— START OF Dataset entries —

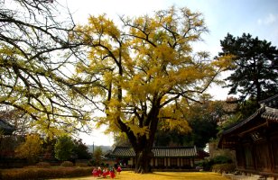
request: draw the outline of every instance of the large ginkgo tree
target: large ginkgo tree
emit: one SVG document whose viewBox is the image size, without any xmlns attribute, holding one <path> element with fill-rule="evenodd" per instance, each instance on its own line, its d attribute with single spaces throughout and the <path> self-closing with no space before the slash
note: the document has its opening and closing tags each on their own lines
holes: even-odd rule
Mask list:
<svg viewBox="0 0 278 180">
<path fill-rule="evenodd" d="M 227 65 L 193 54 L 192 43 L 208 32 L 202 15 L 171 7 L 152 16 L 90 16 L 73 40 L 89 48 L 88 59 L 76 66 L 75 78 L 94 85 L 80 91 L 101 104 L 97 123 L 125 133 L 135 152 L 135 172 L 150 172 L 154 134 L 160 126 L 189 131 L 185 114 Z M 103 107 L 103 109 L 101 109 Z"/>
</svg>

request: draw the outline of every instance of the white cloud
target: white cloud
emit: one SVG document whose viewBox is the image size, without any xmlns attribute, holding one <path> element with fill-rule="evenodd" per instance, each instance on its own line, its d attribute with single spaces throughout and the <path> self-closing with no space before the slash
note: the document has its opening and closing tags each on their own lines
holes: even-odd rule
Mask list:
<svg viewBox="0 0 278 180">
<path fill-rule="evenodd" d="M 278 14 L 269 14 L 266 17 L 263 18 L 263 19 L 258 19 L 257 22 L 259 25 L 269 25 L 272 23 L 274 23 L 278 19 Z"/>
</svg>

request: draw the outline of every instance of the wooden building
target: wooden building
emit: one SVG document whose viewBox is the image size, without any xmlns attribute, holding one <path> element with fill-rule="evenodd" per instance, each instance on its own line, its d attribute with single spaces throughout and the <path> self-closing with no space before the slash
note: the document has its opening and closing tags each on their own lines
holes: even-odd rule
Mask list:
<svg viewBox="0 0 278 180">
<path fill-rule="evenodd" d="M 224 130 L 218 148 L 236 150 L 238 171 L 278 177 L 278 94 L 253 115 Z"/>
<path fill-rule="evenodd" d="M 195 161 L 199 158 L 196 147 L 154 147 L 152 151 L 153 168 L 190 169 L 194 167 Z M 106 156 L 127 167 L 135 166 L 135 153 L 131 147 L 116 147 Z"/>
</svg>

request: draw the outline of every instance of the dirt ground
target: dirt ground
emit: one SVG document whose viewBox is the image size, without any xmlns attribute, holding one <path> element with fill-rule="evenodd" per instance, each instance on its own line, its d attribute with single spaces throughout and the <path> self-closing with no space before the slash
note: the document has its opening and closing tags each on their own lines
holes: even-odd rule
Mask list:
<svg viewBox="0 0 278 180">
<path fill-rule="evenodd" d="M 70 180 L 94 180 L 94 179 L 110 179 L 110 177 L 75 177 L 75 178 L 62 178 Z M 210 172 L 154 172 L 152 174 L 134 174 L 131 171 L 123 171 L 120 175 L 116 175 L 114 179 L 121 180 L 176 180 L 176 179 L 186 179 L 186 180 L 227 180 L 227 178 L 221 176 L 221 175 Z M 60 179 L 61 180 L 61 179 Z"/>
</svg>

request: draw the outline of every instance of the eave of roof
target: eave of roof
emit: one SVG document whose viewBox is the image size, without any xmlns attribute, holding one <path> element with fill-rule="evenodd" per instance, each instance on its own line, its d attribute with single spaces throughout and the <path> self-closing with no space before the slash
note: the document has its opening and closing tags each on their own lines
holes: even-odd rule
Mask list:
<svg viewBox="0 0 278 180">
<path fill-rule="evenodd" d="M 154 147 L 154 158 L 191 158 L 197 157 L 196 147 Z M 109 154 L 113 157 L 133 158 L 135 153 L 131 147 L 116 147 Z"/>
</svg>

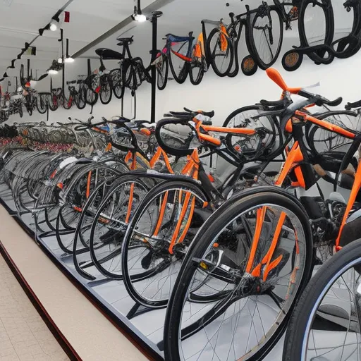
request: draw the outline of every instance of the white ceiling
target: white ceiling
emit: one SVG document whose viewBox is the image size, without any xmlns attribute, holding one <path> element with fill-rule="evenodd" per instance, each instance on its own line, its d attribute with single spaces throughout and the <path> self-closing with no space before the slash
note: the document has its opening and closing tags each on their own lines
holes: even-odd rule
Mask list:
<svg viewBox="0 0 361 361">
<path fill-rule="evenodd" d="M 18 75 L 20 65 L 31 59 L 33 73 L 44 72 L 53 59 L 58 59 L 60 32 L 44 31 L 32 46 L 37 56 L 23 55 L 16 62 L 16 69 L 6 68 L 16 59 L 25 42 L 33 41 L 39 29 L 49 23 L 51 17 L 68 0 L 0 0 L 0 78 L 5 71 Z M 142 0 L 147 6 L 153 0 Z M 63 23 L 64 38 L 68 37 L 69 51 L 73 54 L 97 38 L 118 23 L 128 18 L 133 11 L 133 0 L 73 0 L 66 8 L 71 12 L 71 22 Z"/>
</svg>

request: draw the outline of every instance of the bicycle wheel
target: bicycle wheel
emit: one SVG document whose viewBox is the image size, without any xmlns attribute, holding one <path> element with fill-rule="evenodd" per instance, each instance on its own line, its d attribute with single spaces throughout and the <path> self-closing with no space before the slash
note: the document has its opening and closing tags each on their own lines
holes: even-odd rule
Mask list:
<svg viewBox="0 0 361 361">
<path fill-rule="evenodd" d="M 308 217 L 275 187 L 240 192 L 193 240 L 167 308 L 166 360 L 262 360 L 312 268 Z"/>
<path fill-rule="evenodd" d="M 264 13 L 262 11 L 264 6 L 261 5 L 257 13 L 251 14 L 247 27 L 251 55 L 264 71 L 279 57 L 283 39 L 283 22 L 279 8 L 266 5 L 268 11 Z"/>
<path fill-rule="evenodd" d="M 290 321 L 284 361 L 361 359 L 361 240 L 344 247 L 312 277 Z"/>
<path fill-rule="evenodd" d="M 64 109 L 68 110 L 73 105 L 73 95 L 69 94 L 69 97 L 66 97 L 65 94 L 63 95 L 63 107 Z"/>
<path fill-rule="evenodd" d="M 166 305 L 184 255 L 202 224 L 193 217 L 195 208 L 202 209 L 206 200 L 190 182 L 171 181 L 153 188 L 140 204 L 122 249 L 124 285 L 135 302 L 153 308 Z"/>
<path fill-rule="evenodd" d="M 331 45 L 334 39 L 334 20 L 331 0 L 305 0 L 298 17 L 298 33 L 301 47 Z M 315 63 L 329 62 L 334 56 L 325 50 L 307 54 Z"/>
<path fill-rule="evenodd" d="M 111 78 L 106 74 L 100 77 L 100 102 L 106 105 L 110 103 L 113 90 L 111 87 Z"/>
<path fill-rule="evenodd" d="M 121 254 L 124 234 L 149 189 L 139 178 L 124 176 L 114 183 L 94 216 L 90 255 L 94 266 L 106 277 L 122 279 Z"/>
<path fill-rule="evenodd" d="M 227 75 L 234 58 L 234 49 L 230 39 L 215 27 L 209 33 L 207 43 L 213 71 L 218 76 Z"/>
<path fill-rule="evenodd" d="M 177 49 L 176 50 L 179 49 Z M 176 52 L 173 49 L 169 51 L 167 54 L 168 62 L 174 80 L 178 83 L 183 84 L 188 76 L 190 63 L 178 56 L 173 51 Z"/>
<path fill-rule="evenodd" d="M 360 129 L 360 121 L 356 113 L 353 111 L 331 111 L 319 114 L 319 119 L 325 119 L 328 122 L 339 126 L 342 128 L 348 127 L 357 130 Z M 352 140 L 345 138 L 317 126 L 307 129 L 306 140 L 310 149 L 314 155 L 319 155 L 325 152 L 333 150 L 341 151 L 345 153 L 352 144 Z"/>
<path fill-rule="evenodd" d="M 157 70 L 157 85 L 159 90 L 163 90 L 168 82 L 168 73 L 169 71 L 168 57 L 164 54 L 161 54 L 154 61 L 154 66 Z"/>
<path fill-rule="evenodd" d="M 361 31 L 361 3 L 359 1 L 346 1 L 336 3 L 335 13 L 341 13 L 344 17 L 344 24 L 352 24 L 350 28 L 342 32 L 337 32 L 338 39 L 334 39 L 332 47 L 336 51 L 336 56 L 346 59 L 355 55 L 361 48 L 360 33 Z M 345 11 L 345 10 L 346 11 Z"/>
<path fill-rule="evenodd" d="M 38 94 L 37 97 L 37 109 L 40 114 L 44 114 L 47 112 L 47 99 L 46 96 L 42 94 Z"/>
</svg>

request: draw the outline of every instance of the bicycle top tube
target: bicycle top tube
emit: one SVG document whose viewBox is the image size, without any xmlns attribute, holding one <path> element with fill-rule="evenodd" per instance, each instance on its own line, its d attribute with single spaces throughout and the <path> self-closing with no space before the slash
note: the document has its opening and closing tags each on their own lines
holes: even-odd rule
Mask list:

— END OF Dataset entries —

Begin with the line that contains "request: draw the outline of every instance of the bicycle top" and set down each line exactly until the records above end, including the final line.

request: draw the outline of every instance of the bicycle top tube
target: bicycle top tube
emit: one SVG document whose viewBox is the image size, without any xmlns attribute, holding one <path> element with fill-rule="evenodd" per instance, each instance on its own line, its d attribute with single spaces throughout and the <path> self-closing with no space before the slash
note: the document has its opening and closing tags each on their own lines
holes: even-odd rule
Mask list:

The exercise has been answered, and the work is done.